What you have to do => Rewrite the stretch from the line containing "In this picture, where can the inflatable" through the end of the entries, replacing "flag" with "banner" and leaving everything else unchanged.

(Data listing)
********
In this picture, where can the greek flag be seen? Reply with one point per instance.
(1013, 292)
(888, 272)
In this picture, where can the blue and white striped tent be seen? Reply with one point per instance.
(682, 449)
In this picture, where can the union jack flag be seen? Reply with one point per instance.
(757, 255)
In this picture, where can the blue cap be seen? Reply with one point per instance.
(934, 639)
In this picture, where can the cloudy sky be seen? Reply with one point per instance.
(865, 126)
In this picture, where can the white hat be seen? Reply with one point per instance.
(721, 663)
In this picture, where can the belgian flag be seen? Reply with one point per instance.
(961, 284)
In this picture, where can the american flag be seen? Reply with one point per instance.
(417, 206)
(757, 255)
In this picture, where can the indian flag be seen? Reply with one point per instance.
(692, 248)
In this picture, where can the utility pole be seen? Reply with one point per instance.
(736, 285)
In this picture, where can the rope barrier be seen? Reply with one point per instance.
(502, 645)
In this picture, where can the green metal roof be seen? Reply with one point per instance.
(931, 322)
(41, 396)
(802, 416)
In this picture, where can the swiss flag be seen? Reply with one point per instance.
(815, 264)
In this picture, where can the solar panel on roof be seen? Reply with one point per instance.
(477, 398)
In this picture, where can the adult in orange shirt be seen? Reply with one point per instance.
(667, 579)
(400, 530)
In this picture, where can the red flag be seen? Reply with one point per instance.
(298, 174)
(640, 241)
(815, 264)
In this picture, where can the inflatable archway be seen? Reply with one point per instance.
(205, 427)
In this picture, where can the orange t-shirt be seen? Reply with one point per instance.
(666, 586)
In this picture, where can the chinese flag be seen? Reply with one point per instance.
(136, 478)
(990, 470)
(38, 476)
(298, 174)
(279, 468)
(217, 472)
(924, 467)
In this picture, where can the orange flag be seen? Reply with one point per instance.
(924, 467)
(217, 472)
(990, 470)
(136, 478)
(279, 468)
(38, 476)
********
Result =>
In this picture, where can the inflatable archway be seen? Reply with one point per instance.
(205, 427)
In this picture, where can the orange t-shirt be seen? Reply with one point per instance.
(666, 586)
In this picture, where can the chinese banner be seen? Reply with one point per instance.
(136, 478)
(990, 470)
(38, 476)
(298, 174)
(279, 468)
(217, 472)
(924, 467)
In this picture, where can the orange banner be seen? Reply with one point per instance.
(924, 467)
(217, 472)
(990, 470)
(136, 478)
(279, 468)
(38, 476)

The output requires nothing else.